Pourquoi Bruno Le Maire recule sur la taxe Gafa

Par latribune.fr  |   |  1167  mots
Le ministre de l'Economie et des Finances Bruno Le Maire. (Crédits : Philippe Wojazer)
Le ministre de l'Economie et des Finances Bruno Le Maire a été contraint, ce mardi, d'accepter de repousser l'éventuelle entrée en vigueur de l'impôt sur les Gafa à la fin 2020. En cause, les résistances affichées par certains pays européens sur le sujet. De son côté, Bruxelles continue de plaider pour une solution à l'échelle européenne.

Voilà qui risque de semer le doute. Ce mardi, Paris a dû revoir à la baisse son ambition sur l'un de ses projets phares, la taxation européenne des Gafa (Google, Amazon, Facebook, Apple), en acceptant de repousser son éventuelle entrée en vigueur à fin 2020. Objectif de l'opération : tenter de convaincre les pays encore réticents d'adopter, au prochain Conseil européen de décembre, un projet de directive européenne destinée à mieux imposer les géants du numérique.

"La France est prête à faire une ultime concession pour préserver l'unité européenne et parvenir à une décision en décembre", a annoncé le ministre de l'Economie et des Finances Bruno Le Maire lors d'une réunion des 28 ministres des Finances de l'Union européenne à Bruxelles. "Nous sommes prêts à dire explicitement que la directive ne sera mise en œuvre qu'à la fin de l'année 2020, sauf si dans l'intermédiaire l'OCDE a été capable d'adopter sa propre solution internationale", a-t-il dit.

• [À faire] D'après l'article sur la taxe Gafa, jusqu'à quand Bruno Le Maire accepte-t-il de repousser l'éventuelle entrée en vigueur de cet impôt ?

• [Informations fournies]
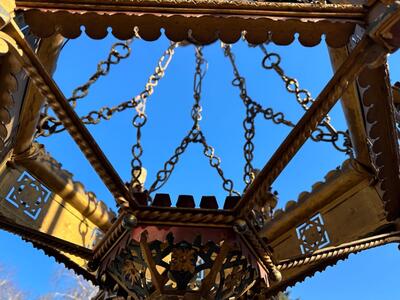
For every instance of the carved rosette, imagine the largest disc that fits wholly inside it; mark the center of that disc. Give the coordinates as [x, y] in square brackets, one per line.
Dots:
[176, 263]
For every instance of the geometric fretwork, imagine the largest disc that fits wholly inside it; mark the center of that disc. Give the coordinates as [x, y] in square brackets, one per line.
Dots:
[28, 195]
[312, 235]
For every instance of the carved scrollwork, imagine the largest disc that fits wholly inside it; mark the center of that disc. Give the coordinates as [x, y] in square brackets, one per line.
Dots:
[182, 267]
[196, 20]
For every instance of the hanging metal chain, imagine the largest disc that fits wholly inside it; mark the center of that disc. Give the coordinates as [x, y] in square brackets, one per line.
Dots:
[325, 131]
[140, 119]
[49, 125]
[103, 68]
[252, 110]
[195, 135]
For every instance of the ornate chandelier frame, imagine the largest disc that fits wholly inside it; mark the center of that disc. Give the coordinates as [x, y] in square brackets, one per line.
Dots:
[359, 38]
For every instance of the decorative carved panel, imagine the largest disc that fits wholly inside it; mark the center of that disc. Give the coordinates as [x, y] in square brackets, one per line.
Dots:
[312, 235]
[28, 195]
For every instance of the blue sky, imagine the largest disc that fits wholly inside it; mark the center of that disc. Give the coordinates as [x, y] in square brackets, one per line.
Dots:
[369, 275]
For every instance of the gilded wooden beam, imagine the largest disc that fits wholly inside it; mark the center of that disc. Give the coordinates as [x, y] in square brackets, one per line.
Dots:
[352, 110]
[7, 8]
[49, 172]
[396, 92]
[48, 88]
[377, 101]
[337, 183]
[47, 53]
[44, 239]
[201, 20]
[366, 52]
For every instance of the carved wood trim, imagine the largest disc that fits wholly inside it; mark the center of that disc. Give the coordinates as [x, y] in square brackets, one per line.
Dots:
[377, 100]
[202, 21]
[366, 52]
[48, 88]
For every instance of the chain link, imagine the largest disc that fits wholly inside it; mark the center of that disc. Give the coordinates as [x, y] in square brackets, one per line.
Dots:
[195, 135]
[325, 132]
[49, 125]
[252, 110]
[140, 119]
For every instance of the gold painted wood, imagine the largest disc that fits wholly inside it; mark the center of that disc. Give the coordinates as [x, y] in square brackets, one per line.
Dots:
[352, 110]
[206, 20]
[6, 13]
[350, 208]
[43, 81]
[48, 170]
[47, 53]
[366, 52]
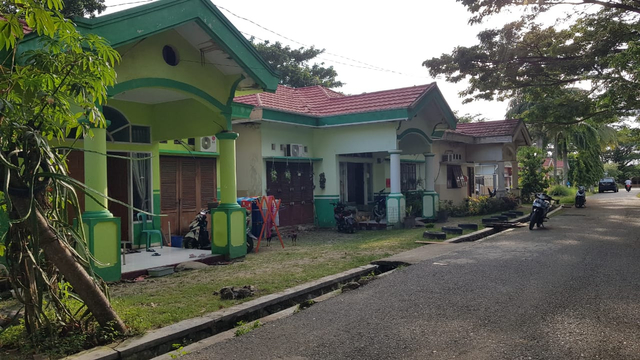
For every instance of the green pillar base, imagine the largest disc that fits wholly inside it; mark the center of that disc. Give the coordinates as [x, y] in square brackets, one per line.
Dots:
[228, 231]
[324, 210]
[103, 236]
[396, 206]
[430, 201]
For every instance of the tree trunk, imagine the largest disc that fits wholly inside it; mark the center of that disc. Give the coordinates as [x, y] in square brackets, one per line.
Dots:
[555, 159]
[82, 283]
[565, 165]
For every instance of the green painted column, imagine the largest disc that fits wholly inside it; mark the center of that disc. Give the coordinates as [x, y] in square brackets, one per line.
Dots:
[102, 229]
[396, 203]
[228, 219]
[95, 169]
[430, 198]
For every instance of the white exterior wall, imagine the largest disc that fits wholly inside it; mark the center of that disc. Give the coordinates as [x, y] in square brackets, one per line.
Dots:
[249, 165]
[456, 195]
[330, 142]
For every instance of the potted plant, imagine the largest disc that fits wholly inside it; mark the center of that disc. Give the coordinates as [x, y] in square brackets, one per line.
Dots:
[409, 219]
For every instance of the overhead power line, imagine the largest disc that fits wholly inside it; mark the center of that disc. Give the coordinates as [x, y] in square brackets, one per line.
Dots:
[366, 66]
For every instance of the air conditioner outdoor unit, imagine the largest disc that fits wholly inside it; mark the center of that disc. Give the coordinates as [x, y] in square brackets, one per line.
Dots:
[296, 150]
[206, 144]
[451, 157]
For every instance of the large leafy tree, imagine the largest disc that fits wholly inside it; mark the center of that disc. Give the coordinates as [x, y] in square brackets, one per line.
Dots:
[625, 154]
[46, 93]
[70, 8]
[294, 65]
[595, 47]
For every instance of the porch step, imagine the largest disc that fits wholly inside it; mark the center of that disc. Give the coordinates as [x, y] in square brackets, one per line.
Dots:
[452, 230]
[468, 226]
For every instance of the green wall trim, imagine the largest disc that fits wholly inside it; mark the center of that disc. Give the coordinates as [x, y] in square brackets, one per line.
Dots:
[140, 22]
[101, 214]
[417, 132]
[291, 158]
[189, 153]
[435, 95]
[167, 84]
[227, 135]
[359, 118]
[280, 116]
[241, 111]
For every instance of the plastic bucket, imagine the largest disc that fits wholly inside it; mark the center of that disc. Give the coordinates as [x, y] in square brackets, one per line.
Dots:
[176, 241]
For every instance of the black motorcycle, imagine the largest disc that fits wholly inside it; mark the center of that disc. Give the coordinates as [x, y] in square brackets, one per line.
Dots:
[379, 206]
[539, 211]
[198, 235]
[581, 197]
[344, 218]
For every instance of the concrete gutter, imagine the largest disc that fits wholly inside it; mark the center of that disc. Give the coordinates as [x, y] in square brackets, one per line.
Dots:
[218, 326]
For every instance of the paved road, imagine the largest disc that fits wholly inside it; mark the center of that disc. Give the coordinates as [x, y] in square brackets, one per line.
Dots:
[569, 291]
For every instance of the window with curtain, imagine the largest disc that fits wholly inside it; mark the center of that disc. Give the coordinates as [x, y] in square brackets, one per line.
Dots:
[141, 179]
[407, 177]
[455, 178]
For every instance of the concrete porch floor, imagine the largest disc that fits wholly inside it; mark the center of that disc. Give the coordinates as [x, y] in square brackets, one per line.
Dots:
[136, 264]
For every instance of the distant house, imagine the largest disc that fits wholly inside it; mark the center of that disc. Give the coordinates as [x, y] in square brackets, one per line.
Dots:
[313, 146]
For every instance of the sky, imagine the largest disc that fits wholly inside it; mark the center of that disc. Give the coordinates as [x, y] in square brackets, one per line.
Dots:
[372, 45]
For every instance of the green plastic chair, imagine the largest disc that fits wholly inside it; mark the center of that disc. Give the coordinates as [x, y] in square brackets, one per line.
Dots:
[142, 217]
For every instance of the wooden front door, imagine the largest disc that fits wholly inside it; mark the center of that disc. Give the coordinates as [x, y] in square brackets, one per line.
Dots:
[296, 192]
[187, 185]
[118, 180]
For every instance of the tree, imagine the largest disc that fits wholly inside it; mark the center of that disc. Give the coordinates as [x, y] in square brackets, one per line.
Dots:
[47, 93]
[598, 48]
[70, 8]
[293, 65]
[532, 177]
[82, 8]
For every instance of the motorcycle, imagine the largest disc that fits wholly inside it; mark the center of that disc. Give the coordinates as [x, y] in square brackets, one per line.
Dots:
[581, 197]
[540, 209]
[344, 218]
[380, 206]
[198, 235]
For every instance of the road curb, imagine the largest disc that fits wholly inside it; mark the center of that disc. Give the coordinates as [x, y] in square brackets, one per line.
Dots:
[160, 341]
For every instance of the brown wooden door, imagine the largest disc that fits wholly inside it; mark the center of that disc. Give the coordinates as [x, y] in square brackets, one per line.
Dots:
[296, 193]
[186, 186]
[118, 180]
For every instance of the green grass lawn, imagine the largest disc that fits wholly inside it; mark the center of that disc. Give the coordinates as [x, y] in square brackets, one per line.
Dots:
[158, 302]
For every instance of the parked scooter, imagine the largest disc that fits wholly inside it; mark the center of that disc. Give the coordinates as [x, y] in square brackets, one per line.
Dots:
[540, 209]
[581, 197]
[198, 235]
[380, 206]
[344, 218]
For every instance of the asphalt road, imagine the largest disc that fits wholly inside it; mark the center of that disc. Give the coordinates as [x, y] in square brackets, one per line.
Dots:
[568, 291]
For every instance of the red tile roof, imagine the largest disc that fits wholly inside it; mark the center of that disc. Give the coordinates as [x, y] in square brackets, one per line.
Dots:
[488, 128]
[321, 101]
[547, 163]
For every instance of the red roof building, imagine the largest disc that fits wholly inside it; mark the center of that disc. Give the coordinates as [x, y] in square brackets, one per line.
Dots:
[319, 101]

• [Réponse au problème] Jusqu'à la fin de l'année 2020.